▸ DATA EXTRACT
————

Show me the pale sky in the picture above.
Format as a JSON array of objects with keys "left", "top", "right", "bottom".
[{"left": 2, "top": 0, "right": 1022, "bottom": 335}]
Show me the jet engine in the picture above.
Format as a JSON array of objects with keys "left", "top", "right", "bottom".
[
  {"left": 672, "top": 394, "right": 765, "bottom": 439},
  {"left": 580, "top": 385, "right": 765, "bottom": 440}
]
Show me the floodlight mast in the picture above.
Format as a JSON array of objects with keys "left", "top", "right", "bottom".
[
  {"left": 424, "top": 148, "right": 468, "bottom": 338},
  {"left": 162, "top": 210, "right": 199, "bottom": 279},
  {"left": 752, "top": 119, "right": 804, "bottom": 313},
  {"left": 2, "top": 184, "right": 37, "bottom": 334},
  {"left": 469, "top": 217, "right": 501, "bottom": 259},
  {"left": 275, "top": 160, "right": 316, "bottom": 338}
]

————

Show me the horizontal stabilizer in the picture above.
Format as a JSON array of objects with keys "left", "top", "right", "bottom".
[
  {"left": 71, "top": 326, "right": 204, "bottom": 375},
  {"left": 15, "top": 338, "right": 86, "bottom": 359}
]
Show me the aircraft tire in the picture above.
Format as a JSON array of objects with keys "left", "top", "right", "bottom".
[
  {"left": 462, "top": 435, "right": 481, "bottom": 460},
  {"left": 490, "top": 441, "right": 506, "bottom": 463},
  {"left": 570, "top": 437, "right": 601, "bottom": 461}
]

————

▸ TASK INSTRUCTIONS
From the entries above, give again exactly the lines running from the line with "Show me the jet engine in the picture above." to the line with "Show me the floodlight"; include both of those lines.

▸ WRITTEN SOLUTION
Show me the jet engine in the picture above.
Format as a JSON array of objects with keys "left", "top", "right", "bottom".
[
  {"left": 672, "top": 394, "right": 765, "bottom": 439},
  {"left": 580, "top": 385, "right": 765, "bottom": 440}
]
Show me the floodlight mast in the picture above.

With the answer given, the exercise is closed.